_Written instruction_
How many lines in the items below contain the string "traffic", with case counting? Reply with the number alone.

START Provided data

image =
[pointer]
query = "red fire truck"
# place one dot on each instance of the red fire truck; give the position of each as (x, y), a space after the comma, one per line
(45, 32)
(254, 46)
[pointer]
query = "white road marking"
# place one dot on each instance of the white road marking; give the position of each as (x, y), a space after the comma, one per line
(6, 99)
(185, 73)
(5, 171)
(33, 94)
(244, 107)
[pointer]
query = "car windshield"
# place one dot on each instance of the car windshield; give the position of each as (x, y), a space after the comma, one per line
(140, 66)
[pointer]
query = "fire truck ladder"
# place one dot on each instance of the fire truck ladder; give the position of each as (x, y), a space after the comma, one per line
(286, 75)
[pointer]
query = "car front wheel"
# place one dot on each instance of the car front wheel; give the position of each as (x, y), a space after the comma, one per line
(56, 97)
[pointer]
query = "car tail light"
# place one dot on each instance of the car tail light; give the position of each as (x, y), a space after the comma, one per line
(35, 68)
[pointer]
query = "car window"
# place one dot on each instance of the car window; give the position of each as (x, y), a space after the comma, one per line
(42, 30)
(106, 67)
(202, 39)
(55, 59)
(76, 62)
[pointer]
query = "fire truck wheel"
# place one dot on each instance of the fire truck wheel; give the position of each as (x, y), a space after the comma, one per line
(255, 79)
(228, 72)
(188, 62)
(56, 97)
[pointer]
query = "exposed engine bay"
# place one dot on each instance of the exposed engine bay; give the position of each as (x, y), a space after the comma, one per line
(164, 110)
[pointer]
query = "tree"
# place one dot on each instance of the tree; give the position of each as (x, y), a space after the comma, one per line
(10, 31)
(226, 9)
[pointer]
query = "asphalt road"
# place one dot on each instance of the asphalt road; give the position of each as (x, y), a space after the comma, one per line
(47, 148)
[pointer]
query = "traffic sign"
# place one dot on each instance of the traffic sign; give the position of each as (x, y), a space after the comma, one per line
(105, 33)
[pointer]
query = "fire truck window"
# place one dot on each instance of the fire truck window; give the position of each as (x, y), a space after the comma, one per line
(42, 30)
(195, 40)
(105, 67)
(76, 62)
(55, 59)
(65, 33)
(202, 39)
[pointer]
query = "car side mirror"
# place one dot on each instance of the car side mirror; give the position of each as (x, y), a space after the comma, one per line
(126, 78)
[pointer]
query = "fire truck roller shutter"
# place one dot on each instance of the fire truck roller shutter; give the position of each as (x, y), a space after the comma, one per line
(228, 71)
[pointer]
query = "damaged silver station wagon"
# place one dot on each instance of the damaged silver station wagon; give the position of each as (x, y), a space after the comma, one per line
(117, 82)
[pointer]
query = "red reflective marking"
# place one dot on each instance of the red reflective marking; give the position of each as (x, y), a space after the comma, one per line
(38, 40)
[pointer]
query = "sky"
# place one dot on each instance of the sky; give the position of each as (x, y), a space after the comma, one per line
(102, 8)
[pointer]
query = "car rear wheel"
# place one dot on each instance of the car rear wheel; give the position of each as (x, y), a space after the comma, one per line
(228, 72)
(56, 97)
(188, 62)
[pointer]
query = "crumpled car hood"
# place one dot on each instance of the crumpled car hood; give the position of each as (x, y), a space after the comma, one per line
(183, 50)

END Provided data

_Completed exercise_
2